**PROBLEM**.
Give the lines of the material from the line containing "Mark the pale" through the line containing "[146,344,208,393]", inclusive, as a JSON list of strings with one string per line and no blank lines.

>> BEGIN MATERIAL

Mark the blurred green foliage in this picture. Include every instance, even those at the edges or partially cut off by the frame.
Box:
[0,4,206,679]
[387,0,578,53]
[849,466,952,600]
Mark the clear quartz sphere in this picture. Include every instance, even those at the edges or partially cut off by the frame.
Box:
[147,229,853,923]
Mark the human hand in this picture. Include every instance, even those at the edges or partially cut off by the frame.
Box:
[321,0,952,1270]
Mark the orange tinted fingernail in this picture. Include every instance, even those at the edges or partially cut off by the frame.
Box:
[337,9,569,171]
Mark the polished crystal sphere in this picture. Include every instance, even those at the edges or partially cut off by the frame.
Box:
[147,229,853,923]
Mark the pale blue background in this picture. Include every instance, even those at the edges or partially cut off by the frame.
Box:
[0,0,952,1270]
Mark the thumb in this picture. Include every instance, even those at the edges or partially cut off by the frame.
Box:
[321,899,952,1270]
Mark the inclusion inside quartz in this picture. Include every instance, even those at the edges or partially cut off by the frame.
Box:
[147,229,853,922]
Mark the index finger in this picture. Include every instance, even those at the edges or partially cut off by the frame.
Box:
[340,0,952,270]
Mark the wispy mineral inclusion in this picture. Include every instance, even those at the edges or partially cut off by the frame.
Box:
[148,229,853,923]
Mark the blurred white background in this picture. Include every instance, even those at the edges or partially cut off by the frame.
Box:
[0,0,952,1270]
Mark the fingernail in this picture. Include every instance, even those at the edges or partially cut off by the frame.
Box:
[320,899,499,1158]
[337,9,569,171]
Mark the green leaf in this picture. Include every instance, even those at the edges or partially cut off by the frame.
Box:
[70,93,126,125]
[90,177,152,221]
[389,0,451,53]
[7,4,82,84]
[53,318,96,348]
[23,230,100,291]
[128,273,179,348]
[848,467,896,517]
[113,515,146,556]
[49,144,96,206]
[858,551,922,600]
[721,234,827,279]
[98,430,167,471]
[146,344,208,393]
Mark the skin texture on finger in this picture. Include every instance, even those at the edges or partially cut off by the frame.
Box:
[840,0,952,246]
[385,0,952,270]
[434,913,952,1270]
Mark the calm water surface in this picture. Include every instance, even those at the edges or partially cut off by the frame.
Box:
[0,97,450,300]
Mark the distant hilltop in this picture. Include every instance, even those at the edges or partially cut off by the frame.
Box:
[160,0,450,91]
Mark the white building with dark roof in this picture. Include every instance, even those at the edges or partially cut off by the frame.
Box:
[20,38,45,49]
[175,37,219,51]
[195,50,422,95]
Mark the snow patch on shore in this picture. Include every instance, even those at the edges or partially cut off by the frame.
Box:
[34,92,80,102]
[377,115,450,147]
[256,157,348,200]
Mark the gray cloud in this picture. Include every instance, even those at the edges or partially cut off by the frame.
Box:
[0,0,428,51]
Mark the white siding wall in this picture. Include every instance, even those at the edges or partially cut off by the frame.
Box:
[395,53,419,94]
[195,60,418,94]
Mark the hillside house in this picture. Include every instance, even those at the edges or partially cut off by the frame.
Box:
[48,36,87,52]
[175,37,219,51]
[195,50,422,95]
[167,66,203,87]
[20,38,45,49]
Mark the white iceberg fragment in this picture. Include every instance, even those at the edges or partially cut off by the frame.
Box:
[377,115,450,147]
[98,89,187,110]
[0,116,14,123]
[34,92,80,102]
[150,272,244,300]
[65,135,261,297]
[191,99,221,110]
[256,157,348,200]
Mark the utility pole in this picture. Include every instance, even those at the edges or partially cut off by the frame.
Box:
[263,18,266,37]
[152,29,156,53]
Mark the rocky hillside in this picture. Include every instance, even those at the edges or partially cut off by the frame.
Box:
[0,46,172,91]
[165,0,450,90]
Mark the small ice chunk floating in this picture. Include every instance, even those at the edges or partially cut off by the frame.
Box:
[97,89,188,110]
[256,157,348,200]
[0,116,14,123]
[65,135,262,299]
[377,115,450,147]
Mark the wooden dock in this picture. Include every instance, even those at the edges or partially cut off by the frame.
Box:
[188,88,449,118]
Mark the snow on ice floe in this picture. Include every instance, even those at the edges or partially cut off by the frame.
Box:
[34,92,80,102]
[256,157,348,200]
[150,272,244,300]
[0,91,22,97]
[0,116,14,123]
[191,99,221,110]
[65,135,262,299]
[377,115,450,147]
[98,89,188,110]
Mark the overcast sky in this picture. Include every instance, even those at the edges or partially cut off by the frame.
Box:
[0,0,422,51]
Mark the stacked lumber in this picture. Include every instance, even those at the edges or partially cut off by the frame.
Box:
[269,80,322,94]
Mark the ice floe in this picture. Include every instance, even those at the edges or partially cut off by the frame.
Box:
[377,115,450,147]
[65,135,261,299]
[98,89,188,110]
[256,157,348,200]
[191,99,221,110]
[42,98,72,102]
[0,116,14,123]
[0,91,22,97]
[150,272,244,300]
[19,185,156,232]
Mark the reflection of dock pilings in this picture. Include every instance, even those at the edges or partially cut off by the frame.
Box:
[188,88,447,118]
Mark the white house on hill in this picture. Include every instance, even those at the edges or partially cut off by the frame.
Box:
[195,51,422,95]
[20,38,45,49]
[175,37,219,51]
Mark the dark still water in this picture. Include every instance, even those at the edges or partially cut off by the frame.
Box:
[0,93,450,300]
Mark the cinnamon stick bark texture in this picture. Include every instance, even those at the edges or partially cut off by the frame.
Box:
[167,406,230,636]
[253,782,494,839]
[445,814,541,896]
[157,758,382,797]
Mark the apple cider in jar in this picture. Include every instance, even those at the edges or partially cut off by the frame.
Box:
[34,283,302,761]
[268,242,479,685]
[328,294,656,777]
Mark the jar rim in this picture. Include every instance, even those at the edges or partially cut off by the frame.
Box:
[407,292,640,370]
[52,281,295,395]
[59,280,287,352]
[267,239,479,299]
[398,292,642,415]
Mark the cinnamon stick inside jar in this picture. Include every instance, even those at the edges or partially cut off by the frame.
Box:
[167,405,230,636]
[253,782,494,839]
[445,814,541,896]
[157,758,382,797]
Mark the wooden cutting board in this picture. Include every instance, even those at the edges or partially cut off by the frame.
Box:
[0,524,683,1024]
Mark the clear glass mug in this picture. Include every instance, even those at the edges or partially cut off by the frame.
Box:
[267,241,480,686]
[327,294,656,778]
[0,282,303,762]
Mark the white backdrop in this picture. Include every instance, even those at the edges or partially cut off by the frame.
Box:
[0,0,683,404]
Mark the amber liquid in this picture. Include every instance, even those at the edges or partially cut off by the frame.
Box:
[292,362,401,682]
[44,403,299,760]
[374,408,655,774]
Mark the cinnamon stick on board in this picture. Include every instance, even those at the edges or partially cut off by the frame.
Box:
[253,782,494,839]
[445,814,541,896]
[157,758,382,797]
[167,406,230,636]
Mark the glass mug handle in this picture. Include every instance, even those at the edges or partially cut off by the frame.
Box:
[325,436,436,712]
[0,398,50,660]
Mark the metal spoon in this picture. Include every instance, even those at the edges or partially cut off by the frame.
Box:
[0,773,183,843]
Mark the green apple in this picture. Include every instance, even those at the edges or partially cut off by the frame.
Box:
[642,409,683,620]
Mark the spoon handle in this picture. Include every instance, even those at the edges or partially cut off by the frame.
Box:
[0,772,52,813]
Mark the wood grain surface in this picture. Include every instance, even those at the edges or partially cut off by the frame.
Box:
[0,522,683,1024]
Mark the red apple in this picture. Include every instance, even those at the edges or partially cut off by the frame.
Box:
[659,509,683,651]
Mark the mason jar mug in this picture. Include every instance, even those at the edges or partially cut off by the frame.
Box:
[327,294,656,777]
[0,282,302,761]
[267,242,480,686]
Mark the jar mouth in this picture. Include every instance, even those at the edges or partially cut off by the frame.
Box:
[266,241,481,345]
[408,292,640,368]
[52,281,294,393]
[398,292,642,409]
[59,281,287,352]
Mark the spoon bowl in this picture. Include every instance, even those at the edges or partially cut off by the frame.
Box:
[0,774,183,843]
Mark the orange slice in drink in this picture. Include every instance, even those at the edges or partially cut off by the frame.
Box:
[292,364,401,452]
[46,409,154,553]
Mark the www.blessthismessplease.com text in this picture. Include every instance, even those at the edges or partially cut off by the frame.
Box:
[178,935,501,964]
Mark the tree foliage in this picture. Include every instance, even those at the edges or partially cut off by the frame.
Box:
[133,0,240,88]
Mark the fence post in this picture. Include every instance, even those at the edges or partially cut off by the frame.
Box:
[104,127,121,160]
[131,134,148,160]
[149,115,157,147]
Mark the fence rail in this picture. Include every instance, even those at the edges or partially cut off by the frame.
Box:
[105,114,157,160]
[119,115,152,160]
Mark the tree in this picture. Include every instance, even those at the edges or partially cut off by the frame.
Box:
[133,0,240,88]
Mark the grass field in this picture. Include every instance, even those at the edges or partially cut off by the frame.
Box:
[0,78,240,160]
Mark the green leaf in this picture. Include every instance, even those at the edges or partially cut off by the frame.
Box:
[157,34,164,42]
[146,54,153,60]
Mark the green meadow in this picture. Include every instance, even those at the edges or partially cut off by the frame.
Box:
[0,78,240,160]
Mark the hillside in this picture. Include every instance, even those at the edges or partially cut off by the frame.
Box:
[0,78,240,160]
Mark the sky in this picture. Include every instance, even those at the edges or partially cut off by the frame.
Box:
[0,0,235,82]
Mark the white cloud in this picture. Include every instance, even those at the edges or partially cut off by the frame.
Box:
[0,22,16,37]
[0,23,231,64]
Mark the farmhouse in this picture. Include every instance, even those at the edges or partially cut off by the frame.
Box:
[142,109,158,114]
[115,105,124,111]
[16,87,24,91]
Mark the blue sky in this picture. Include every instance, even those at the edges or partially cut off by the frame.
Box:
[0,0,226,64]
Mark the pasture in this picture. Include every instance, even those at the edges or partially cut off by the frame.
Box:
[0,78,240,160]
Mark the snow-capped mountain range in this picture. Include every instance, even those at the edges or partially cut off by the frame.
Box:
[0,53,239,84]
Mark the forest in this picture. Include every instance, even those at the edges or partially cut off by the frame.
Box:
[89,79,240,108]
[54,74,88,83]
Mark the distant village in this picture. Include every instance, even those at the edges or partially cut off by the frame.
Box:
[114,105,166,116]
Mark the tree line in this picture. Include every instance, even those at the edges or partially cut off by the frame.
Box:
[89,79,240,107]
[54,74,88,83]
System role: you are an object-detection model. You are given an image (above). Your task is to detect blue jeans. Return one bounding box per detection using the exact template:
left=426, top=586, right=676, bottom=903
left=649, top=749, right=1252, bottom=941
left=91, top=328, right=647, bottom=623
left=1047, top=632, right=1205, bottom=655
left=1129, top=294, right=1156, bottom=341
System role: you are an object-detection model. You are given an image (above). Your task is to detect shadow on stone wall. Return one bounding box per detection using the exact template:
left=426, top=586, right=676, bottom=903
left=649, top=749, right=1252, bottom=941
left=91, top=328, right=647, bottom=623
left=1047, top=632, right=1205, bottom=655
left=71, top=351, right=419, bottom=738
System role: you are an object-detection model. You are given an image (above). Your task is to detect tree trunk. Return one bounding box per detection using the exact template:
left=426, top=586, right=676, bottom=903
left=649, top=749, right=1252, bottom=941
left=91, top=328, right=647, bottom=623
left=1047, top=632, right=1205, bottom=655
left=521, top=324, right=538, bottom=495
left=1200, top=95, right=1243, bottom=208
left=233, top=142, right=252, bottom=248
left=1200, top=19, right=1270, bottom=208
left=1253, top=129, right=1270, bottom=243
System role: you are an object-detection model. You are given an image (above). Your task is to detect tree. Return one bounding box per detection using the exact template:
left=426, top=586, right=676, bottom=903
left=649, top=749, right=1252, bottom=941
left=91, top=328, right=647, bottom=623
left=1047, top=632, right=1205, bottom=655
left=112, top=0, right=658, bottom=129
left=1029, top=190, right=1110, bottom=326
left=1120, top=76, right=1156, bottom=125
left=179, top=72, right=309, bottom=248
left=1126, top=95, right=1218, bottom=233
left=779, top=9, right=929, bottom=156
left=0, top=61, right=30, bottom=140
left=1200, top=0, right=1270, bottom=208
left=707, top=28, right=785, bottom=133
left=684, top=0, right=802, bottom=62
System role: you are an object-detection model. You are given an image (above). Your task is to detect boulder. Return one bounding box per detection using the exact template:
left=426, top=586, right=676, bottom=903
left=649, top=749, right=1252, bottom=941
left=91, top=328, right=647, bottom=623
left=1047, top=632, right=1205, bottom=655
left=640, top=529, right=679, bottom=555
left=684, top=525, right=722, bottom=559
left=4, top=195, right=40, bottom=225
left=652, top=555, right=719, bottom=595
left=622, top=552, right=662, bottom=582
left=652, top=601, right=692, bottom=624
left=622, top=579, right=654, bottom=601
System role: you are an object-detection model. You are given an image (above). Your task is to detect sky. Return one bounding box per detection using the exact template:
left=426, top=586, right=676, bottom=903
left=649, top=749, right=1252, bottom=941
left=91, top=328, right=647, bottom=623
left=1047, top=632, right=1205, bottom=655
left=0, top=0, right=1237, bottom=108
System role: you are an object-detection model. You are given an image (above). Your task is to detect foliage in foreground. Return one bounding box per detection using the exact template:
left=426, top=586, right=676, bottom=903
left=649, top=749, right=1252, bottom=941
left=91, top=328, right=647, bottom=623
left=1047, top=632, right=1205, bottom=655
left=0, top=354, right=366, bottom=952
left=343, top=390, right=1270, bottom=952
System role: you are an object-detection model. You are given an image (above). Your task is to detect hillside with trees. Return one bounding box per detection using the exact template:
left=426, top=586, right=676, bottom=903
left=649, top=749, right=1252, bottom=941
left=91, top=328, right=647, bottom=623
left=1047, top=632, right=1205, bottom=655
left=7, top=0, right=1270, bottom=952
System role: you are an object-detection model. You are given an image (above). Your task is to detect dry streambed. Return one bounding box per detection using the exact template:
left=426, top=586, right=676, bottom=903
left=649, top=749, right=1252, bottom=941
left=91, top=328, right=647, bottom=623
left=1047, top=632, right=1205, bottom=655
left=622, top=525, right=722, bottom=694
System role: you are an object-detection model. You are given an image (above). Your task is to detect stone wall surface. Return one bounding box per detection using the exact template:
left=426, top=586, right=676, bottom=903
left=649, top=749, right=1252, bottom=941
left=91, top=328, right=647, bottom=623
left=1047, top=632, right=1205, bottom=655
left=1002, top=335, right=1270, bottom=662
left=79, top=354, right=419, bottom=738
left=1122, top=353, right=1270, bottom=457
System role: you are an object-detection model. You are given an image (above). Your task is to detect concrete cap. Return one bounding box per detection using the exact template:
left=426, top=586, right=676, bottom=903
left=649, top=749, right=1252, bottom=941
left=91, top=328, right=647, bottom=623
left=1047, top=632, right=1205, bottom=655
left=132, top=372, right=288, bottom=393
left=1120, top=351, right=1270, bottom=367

>> END MATERIAL

**SOLVED EXERCISE**.
[
  "Mark the pale blue background in this picture. Include every instance, even those at the edges or partially cut off by the frame.",
  "Box:",
  "[0,0,952,1270]",
  "Mark the thumb in this picture. Include every instance, even those at the edges or partially cut off by the frame.",
  "Box:",
  "[321,899,952,1270]",
  "Mark the inclusion inside quartz in this picture. Include every instance, even those at the edges or partially cut off by the frame.",
  "Box:",
  "[147,229,853,922]",
  "Mark the index finger in this picture. Include every instance, even those at the edges or partially cut off by the frame.",
  "Box:",
  "[340,0,952,270]",
  "Mark the wispy mineral inclusion in this picture. Include every instance, even those at the edges or partially cut off by the frame.",
  "Box:",
  "[148,229,853,923]",
  "Mark the blurred white background in this picture. Include every instance, even those at the edges or partially cut off by the frame.",
  "Box:",
  "[0,0,952,1270]",
  "Mark the fingernail in this picture. Include every instance, even those at the edges or partially cut off by the frame.",
  "Box:",
  "[320,899,499,1158]",
  "[337,9,569,171]",
  "Mark the green leaf in this picture. Include every instance, even those at the edges or partially cut off by the frame.",
  "Box:",
  "[70,93,126,125]",
  "[90,177,152,221]",
  "[389,0,451,53]",
  "[7,4,82,84]",
  "[53,318,96,348]",
  "[23,230,100,291]",
  "[128,273,179,348]",
  "[848,467,896,517]",
  "[113,515,146,556]",
  "[49,144,96,206]",
  "[858,551,922,600]",
  "[721,234,827,279]",
  "[98,430,167,471]",
  "[146,344,208,393]"
]